ACTIVITIES:
[1] Update the passage about the Pentagon's battlefield ethics report from the words that have "WASHINGTON — Fewer" through "who screened negative.", replacing "deployments" with "tours".
[2] Write the next part of the news article about the Pentagon's battlefield ethics report, picking up after its last sentence.

PASSAGE PROVIDED:
*** Block opens ***
WASHINGTON — Fewer than half of U.S. soldiers and Marines serving in Iraq would report a fellow service member for mistreating an Iraqi civilian, and about 10% of those surveyed admitted they had abused noncombatants or damaged their property, according to a Pentagon report released Friday that examined battlefield ethics.
The report said that misconduct occurred more frequently as stress levels increased, and that longer wartime deployments could erode morale and negatively affect mental health.
Soldiers who screened positive for mental health problems, for example, were twice as likely to hit or kick a noncombatant as those who screened negative.
The Pentagon report was based on a mental health survey of 1,320 soldiers and 447 Marines in Iraq.
The report found that soldiers -- whose tours were about twice as long as Marines' -- had lower morale, more marital problems and higher rates of mental health disorders.
The military decided last month to extend Army tours by 90 days.
The report also found that soldiers on repeat tours were more likely to suffer acute stress, and that mental health problems correlated with higher rates of battlefield misconduct.
"The team found that soldiers with high levels of anger, who experienced high levels of combat, or who screened positive for a mental health symptom were nearly twice as likely to mistreat noncombatants as those who reported low levels of anger," said Maj. Gen. Gale Pollock, the acting Army surgeon general.
The Army in particular has struggled with deployment lengths throughout the Iraq war, ordering extensions and speeding deployments to sustain troop levels. The 90-day extension that Defense Secretary Robert M. Gates ordered last month, for active-duty Army units in Iraq and Afghanistan, stretches the typical tour to 15 months. The extension will allow the current buildup to continue without forcing returning units to forgo rest and retraining periods.
*** Block closes ***
GIVEN DATA:
*** Block opens ***
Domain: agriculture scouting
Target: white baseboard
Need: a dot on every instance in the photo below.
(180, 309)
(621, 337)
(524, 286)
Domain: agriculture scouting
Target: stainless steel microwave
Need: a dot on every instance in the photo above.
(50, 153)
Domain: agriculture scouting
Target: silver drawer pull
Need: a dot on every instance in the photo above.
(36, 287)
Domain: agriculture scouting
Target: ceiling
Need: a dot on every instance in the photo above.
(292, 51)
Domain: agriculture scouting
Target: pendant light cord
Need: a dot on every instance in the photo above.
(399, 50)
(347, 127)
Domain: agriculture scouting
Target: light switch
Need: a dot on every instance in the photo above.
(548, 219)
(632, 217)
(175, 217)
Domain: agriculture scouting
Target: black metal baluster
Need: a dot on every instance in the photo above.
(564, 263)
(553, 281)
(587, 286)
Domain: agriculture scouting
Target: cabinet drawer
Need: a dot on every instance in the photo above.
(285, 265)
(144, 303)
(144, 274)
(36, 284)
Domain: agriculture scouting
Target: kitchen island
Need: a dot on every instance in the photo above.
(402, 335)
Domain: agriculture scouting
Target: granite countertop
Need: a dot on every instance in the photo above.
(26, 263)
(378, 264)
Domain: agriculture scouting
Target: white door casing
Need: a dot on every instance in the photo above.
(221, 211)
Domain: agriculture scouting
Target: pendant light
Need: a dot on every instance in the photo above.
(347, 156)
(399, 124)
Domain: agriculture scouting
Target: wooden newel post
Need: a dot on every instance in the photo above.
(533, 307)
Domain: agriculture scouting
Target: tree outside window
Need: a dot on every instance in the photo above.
*** Block closes ***
ANSWERS FOR THE EXERCISE:
[1]
WASHINGTON — Fewer than half of U.S. soldiers and Marines serving in Iraq would report a fellow service member for mistreating an Iraqi civilian, and about 10% of those surveyed admitted they had abused noncombatants or damaged their property, according to a Pentagon report released Friday that examined battlefield ethics.
The report said that misconduct occurred more frequently as stress levels increased, and that longer wartime tours could erode morale and negatively affect mental health.
Soldiers who screened positive for mental health problems, for example, were twice as likely to hit or kick a noncombatant as those who screened negative.

[2]
Experts said the report raised concern about the possibility of more incidents like the November 2005 massacre of civilians at Haditha or the mistreatment of detainees at Abu Ghraib as tours lengthened.
"What it says to me is we should get out of Iraq before a real disaster happens for us," said Cindy Williams, a security-studies researcher at the Massachusetts Institute of Technology who is an expert on military personnel policies. "Iraq is already in chaos, but for us to stay there and continue to wreck our Army over this is a big mistake."
The Pentagon mental health survey, the fourth since the war started, is the first to include questions about battlefield ethics and the treatment of Iraqi civilians. Current military strategy emphasizes a need to make the Iraqi populace feel safe.
Fewer than half of the service members questioned agreed with the statement "All noncombatants should be treated with dignity and respect."
Forty-four percent of Marines and 41% of soldiers said torture should be allowed if it would save the life of a fellow service member. Army Field Manual rules prohibit physical contact during questioning.
At a news conference to discuss the report, Pollock urged that the responses about the use of torture be viewed in the context of the war.
"These men and women have been seeing their friends injured, and I think that having that thought is normal," Pollock said. "But what it speaks to is the leadership that the military is providing, because they're not acting on those thoughts. They're not torturing the people."
Williams said she worried that incidents of abusing Iraqis might become more frequent if the tours of duty were not shortened, because soldiers were being "stretched to the snapping point."
"What these numbers are telling us is that the longer a person stays, the more likely he or she is to exhibit signs of mental stress," Williams said. "The more an individual is under acute stress, the more likely an individual is to carry out acts that will shame the country."
Pollock acknowledged that the longer tours would increase stress. But in the wake of the report, she said, the military is doing more to train leaders to support troops and reduce stress. She suggested the real solution was a larger Army.
"The Army is spread very thin," she said, "and we need it to be a larger force for the number of missions that we were being asked to address for our nation."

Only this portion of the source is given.